Using the entries below, return word for word the lines from the one containing "Exercise. Identify the long" up to and including the last.
*** DATA IN THIS EXERCISE ***
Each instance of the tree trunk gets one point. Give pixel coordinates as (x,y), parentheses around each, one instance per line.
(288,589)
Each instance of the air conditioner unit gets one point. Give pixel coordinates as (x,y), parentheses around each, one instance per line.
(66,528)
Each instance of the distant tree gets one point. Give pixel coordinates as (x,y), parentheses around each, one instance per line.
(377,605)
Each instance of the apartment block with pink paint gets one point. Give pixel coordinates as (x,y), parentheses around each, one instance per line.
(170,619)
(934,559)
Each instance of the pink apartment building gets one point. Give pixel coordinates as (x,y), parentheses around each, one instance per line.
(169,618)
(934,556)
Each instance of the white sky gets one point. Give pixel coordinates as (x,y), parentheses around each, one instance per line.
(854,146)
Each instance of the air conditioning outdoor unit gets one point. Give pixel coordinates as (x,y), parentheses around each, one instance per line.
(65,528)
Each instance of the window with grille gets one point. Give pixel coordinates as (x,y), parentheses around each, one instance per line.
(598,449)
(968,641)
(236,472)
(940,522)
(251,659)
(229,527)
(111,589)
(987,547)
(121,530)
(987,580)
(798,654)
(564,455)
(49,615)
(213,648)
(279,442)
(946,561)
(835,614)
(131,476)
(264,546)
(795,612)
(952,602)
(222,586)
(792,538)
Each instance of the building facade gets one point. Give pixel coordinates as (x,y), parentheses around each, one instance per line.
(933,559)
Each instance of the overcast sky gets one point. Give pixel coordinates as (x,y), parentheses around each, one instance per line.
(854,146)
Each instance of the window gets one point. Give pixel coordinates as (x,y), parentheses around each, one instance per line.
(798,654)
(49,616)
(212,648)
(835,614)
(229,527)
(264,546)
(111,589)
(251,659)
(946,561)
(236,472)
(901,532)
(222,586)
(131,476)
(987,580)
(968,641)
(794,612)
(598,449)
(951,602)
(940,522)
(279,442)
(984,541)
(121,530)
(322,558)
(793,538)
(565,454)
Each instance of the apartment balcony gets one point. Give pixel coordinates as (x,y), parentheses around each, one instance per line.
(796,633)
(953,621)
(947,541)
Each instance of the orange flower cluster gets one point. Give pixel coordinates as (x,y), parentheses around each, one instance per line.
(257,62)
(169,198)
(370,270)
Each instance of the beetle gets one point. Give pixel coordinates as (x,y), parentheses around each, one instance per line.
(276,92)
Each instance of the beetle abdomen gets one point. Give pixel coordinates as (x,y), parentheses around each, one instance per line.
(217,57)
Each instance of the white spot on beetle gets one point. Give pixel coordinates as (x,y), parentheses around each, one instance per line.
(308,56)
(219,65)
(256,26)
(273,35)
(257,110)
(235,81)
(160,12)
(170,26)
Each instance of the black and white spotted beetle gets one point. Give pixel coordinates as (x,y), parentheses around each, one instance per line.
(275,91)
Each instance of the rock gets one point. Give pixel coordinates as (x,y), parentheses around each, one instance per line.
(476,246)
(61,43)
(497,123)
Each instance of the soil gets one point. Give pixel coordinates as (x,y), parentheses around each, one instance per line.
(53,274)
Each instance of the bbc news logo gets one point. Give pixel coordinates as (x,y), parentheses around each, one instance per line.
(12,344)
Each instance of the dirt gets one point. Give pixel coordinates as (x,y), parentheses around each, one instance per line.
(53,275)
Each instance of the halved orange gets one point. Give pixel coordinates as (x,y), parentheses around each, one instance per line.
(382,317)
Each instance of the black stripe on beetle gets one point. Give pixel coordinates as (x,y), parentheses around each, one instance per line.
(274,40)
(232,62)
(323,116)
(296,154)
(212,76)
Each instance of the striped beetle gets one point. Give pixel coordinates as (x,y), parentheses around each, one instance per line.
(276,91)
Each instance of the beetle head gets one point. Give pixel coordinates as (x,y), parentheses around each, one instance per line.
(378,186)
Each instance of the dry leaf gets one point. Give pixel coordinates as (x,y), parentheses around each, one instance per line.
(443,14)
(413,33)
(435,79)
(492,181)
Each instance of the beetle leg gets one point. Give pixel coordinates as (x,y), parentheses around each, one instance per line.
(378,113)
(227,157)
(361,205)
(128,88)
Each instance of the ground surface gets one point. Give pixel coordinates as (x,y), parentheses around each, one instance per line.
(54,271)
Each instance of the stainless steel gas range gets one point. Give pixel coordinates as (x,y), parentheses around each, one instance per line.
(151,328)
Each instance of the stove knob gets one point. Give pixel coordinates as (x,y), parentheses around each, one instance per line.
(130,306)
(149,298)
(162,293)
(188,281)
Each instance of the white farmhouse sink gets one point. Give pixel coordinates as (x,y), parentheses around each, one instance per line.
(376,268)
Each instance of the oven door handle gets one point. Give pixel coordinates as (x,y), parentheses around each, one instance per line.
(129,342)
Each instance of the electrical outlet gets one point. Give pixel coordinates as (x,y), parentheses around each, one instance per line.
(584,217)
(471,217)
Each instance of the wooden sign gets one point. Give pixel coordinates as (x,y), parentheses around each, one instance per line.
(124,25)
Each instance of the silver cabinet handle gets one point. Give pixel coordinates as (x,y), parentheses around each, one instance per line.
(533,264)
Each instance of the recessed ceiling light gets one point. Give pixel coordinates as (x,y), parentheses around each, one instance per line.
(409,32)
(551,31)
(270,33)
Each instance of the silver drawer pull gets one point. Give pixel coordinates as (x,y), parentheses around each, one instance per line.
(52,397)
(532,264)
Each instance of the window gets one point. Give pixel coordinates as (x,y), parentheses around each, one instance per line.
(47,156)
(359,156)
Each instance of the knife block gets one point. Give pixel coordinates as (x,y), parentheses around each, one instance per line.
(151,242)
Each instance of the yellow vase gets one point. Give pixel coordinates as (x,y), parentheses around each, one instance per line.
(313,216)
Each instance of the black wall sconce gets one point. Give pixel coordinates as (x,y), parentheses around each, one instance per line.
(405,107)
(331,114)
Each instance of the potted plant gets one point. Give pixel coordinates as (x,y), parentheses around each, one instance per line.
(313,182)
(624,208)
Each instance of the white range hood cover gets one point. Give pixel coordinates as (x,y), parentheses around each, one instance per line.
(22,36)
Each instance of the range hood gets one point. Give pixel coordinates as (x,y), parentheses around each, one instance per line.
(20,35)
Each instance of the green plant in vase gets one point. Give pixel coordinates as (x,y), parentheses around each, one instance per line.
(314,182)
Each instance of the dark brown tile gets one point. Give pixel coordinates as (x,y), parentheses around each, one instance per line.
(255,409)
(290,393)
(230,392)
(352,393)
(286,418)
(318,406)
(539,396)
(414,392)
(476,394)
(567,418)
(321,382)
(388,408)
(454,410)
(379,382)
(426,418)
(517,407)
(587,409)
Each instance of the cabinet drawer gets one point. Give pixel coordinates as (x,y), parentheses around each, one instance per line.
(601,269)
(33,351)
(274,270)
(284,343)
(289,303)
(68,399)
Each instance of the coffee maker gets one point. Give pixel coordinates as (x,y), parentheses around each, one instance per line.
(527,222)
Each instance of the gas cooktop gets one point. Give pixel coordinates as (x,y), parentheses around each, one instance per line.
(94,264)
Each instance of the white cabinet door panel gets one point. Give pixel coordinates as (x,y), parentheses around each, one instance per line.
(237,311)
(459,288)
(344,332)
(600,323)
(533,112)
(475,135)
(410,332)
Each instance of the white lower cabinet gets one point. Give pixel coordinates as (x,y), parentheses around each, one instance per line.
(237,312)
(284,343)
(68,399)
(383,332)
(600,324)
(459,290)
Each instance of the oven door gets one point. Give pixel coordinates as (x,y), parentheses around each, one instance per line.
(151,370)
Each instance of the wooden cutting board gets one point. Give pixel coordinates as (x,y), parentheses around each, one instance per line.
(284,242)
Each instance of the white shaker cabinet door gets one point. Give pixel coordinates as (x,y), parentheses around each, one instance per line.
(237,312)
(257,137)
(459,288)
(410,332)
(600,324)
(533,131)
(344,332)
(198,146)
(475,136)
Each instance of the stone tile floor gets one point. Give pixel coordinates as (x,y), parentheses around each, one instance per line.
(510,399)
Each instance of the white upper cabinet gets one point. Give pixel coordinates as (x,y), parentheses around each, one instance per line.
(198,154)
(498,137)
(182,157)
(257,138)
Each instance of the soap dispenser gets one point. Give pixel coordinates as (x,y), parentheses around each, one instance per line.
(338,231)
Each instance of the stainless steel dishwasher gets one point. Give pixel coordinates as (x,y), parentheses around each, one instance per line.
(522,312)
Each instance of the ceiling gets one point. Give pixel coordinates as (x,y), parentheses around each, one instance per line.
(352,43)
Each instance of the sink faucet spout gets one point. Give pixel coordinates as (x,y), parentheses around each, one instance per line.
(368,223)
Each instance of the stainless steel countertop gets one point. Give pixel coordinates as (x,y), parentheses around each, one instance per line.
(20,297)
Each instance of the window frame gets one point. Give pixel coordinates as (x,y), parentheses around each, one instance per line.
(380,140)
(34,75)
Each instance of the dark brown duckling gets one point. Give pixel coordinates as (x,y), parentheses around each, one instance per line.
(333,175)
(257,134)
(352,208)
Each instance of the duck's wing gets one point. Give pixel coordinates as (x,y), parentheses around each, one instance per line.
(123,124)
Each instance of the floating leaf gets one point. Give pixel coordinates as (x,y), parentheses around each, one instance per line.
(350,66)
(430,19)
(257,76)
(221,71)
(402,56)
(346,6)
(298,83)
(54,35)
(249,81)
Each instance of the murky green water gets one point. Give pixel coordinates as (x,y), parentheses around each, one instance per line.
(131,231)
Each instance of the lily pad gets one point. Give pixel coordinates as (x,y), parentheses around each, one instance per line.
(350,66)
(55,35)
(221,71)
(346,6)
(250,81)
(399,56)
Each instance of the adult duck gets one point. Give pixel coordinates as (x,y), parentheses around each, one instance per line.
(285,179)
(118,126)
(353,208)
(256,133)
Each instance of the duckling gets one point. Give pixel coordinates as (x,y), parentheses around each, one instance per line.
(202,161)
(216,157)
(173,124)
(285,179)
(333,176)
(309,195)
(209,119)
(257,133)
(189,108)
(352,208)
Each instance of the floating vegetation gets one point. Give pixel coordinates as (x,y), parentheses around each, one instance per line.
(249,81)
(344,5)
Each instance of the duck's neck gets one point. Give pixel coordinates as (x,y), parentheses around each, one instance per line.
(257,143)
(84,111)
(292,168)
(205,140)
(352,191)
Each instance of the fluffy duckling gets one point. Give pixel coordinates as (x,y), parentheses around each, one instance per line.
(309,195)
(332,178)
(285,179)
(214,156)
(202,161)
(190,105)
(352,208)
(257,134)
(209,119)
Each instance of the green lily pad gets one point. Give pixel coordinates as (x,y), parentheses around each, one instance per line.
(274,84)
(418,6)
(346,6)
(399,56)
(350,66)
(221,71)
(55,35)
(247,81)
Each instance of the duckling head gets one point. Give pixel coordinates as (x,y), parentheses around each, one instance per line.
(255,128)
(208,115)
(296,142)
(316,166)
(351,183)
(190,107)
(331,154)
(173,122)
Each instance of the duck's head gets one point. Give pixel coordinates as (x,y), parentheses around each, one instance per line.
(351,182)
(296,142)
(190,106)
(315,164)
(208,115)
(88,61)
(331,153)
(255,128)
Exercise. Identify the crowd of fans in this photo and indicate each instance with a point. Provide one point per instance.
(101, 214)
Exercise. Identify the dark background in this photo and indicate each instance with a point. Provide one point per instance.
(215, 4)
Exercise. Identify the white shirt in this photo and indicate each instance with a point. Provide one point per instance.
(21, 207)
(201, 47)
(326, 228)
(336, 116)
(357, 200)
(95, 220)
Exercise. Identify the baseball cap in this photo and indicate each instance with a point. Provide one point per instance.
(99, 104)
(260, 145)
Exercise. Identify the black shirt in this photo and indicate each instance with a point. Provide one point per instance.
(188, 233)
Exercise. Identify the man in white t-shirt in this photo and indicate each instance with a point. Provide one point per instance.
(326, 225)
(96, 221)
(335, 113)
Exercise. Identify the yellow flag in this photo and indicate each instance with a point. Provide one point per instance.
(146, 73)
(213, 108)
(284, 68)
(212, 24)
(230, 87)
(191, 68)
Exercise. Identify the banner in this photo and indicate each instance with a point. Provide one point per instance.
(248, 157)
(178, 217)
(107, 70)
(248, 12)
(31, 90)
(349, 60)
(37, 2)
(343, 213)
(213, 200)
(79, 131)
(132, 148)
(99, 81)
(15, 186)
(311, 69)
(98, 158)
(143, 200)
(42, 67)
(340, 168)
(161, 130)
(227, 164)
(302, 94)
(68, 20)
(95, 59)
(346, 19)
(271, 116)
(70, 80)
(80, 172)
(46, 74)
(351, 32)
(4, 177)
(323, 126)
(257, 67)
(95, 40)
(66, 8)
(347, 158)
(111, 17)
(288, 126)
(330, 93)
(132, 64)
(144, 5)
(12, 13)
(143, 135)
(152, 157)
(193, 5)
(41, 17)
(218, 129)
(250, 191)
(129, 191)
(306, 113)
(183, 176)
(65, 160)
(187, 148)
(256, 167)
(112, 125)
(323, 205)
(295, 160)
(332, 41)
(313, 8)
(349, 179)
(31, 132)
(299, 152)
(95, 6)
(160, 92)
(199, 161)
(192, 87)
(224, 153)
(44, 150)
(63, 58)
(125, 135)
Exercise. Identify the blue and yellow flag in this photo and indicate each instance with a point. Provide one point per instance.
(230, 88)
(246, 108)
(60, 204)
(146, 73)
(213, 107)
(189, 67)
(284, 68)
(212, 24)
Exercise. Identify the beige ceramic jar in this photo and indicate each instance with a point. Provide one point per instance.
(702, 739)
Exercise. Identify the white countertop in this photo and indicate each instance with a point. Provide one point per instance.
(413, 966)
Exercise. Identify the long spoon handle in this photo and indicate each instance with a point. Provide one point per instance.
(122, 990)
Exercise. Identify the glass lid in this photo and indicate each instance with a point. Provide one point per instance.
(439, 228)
***
== PROBLEM SOLUTION ==
Exercise. Identify the long spoon handle in this photo and indicate each instance with a point. Provide one point per instance.
(122, 990)
Exercise. Identify the glass lid in this photo and indicate each instance with a point. Provide one point per instance.
(439, 228)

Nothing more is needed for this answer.